■ **Set exercise**
Write out the lines of the records below, starting at the line that contains "Exercise. Mark the question" and ending with the final line of the records.

Records:
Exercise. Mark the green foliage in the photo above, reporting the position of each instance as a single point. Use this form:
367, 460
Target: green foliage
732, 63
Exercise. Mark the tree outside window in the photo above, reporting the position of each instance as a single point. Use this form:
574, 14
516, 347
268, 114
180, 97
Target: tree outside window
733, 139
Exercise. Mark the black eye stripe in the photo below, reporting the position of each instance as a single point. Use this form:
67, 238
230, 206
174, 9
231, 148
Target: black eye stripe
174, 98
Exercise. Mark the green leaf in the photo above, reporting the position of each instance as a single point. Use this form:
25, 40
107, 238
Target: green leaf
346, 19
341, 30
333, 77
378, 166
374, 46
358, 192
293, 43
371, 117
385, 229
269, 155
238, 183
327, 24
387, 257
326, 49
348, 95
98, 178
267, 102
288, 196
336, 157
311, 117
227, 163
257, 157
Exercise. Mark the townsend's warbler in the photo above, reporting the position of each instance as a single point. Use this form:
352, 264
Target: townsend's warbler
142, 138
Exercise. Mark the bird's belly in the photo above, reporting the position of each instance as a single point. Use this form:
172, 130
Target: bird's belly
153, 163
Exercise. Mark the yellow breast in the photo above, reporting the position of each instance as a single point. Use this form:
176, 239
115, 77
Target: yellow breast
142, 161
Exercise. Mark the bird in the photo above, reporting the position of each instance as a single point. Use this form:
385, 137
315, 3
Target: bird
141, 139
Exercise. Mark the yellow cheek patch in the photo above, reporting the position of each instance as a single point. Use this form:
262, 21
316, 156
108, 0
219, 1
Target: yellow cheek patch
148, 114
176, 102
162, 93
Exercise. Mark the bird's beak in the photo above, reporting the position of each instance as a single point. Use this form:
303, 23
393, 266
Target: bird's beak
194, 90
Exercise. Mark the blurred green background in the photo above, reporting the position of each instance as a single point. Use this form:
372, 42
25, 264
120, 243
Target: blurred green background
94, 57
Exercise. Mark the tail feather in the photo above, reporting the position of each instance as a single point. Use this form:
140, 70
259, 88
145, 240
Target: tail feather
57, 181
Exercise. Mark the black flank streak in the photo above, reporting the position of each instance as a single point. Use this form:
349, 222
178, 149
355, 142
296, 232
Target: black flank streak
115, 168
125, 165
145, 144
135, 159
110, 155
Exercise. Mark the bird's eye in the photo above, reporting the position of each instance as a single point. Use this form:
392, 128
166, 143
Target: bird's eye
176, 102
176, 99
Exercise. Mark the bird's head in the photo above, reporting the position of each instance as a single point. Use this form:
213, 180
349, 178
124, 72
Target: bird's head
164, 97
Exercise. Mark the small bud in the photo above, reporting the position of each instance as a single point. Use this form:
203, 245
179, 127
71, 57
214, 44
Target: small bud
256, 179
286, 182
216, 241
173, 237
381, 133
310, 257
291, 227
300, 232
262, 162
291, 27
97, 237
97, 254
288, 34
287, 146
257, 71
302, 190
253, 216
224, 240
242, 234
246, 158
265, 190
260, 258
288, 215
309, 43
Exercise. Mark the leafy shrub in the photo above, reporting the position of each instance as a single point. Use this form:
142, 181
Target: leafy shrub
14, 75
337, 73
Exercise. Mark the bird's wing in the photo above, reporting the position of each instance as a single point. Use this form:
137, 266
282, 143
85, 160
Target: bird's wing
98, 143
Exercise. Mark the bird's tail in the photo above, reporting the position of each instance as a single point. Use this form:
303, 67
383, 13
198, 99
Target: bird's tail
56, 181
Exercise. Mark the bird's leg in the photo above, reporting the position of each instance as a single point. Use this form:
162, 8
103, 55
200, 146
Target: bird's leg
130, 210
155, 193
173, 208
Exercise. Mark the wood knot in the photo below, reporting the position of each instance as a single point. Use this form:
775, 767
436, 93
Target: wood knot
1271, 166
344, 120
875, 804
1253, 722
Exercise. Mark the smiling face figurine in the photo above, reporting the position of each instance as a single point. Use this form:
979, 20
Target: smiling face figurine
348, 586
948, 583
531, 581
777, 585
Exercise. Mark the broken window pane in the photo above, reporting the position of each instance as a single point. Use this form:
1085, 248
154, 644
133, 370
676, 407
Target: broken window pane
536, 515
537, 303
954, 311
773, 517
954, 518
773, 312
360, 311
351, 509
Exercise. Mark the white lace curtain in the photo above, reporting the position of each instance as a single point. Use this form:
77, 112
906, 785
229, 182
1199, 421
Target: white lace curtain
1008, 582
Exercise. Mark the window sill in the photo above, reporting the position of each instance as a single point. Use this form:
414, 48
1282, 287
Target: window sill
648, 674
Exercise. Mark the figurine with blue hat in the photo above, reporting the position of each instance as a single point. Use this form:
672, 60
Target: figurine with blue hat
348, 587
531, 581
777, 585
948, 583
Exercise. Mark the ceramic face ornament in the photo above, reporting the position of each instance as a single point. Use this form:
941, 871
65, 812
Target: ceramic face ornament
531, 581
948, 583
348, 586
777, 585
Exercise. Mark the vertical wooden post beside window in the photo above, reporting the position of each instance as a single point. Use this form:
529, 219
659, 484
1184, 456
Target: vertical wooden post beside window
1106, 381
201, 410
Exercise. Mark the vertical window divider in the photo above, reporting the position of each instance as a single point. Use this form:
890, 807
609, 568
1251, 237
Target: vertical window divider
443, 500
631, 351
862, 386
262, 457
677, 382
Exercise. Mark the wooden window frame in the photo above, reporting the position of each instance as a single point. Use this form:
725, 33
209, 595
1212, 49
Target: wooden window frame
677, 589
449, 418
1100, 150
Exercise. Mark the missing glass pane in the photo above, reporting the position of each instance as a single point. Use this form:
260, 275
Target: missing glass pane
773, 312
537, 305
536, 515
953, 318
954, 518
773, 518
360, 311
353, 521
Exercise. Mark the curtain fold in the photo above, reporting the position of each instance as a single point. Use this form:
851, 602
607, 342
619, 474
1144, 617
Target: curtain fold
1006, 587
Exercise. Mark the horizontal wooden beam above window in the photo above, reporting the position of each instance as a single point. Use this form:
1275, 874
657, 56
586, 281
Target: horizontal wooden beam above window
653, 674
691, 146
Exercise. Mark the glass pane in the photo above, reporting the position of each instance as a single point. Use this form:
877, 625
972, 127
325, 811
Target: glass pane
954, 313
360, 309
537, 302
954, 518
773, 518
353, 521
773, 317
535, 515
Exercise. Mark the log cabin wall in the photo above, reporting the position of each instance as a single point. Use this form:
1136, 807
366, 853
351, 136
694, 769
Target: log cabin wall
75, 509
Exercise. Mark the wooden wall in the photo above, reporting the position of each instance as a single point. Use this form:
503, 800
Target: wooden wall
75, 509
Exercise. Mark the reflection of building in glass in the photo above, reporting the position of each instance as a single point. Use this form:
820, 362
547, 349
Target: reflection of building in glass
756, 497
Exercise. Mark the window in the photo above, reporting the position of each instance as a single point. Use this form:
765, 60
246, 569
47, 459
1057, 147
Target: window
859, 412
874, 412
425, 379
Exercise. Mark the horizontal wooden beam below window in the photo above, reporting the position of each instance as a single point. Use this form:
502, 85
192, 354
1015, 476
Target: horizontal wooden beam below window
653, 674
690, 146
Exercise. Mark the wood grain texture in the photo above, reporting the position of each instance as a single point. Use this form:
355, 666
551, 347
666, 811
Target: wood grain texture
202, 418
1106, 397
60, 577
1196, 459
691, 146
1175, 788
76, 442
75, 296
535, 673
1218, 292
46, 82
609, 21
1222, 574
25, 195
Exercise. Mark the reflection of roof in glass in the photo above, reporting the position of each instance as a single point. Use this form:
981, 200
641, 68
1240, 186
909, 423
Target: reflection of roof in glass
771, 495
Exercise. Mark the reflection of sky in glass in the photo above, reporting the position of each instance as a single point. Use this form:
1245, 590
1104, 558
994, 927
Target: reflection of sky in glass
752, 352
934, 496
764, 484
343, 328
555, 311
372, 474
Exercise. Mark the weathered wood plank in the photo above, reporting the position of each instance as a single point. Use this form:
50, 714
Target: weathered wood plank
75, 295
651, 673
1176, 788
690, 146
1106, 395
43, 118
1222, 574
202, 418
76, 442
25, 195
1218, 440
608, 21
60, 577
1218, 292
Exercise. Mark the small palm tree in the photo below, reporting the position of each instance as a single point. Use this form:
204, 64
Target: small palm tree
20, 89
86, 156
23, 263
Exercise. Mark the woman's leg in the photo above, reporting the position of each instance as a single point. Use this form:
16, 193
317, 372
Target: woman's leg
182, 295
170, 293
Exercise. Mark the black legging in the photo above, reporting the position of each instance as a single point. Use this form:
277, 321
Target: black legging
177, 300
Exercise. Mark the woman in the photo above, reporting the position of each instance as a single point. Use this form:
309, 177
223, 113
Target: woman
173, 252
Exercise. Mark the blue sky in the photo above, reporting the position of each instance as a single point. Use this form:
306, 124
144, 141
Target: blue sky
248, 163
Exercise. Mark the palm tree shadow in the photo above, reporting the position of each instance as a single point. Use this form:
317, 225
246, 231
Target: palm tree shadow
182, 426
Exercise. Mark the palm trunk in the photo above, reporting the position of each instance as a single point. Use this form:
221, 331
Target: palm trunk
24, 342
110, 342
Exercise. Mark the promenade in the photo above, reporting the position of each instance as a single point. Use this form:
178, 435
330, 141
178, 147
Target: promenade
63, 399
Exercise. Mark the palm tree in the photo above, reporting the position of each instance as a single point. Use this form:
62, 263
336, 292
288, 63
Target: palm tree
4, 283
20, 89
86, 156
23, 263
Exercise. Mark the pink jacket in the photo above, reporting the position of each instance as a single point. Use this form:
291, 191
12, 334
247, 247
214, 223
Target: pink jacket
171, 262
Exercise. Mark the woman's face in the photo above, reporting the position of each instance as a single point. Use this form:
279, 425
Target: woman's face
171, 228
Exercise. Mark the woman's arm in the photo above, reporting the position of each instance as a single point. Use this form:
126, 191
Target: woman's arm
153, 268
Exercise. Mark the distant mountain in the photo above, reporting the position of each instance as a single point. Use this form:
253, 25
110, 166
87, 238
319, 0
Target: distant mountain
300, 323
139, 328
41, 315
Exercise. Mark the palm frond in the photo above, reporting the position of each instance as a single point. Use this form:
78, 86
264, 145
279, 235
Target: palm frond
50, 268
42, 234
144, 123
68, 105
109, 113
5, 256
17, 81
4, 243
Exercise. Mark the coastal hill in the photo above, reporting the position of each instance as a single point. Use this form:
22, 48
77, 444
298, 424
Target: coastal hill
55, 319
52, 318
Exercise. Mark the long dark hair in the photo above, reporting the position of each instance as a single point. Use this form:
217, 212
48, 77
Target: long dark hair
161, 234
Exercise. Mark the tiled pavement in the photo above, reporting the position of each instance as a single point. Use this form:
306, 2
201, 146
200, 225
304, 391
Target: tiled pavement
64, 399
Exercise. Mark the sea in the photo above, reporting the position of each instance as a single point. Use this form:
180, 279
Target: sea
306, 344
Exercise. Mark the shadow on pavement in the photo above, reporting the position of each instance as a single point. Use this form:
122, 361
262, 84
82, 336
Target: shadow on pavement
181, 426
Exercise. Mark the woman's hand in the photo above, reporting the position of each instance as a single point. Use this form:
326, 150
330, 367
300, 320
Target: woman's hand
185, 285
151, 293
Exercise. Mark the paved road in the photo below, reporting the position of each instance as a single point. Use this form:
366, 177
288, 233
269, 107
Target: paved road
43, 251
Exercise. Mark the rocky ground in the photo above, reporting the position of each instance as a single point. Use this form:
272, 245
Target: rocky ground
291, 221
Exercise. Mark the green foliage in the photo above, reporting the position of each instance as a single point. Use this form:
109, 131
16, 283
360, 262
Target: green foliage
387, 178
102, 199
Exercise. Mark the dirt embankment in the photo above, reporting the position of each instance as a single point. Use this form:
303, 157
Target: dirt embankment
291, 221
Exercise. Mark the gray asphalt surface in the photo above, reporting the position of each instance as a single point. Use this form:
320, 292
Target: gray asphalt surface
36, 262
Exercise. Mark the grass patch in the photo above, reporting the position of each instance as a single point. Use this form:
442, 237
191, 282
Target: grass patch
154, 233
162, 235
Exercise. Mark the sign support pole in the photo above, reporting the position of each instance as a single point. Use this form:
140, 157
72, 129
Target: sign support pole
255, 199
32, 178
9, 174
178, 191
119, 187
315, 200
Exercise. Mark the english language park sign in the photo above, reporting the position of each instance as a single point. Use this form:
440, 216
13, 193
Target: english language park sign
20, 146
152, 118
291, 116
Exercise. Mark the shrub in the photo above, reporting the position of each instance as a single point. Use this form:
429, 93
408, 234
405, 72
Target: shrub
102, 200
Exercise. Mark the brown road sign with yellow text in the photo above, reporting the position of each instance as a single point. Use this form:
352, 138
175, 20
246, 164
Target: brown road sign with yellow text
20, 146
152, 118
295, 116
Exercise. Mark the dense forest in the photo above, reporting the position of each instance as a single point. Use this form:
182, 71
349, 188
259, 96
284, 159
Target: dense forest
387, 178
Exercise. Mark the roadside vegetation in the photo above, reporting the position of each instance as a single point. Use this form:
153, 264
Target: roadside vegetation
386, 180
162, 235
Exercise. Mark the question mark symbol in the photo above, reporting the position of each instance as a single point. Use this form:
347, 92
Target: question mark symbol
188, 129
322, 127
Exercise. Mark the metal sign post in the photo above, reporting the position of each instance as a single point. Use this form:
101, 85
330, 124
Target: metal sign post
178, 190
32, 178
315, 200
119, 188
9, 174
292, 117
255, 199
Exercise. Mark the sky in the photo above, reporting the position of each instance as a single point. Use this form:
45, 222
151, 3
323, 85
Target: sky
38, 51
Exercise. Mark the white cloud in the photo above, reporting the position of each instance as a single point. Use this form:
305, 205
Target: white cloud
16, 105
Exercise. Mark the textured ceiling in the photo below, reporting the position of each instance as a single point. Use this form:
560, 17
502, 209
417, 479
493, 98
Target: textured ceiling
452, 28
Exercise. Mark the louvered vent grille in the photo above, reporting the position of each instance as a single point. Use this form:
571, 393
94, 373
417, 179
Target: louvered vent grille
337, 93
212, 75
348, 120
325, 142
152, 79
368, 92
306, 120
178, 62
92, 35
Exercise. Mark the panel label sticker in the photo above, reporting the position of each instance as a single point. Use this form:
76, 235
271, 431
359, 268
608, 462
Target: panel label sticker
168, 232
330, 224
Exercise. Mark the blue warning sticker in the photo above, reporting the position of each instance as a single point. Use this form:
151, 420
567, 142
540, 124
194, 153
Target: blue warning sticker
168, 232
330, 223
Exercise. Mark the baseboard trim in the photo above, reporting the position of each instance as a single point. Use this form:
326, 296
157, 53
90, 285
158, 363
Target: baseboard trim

■ **Exercise solution**
Exercise. Mark the question mark symbol in the photo above, reporting the position of each instance as a single point. Use this form:
347, 92
Target: question mark symbol
188, 129
322, 127
Exercise. Mark the metal sign post in the photo above, reporting the position of each instance as a single point. Use this form:
101, 85
330, 124
Target: metal sign post
178, 190
32, 178
315, 200
119, 188
9, 174
292, 117
255, 199
Exercise. Mark the sky in the photo above, reporting the position of each instance as a single point. Use this form:
45, 222
151, 3
323, 85
Target: sky
38, 51
Exercise. Mark the white cloud in the photo above, reporting the position of each instance as a single point. Use this form:
305, 205
Target: white cloud
16, 105
Exercise. Mark the textured ceiling in the photo below, reporting the position of each instance as a single point. Use this form:
560, 17
502, 209
417, 479
493, 98
Target: textured ceiling
452, 28
Exercise. Mark the louvered vent grille in the photo above, reporting the position of each instance as a single point. Use this form:
571, 393
94, 373
417, 179
Target: louvered vent grille
337, 93
212, 75
348, 120
325, 142
152, 79
368, 92
306, 120
178, 62
92, 35
Exercise. Mark the panel label sticker in the photo above, reporting the position of each instance as a single point. Use this form:
76, 235
271, 431
359, 268
608, 462
Target: panel label sticker
168, 232
330, 224
Exercise. Mark the blue warning sticker in the photo above, reporting the position of each instance as a single point. Use this form:
151, 420
567, 142
540, 124
194, 153
Target: blue warning sticker
168, 232
330, 223
Exercise. Mark the baseboard trim in the photo above, reporting the position of each instance as a single point. Use this form:
326, 296
157, 53
90, 285
158, 363
Target: baseboard trim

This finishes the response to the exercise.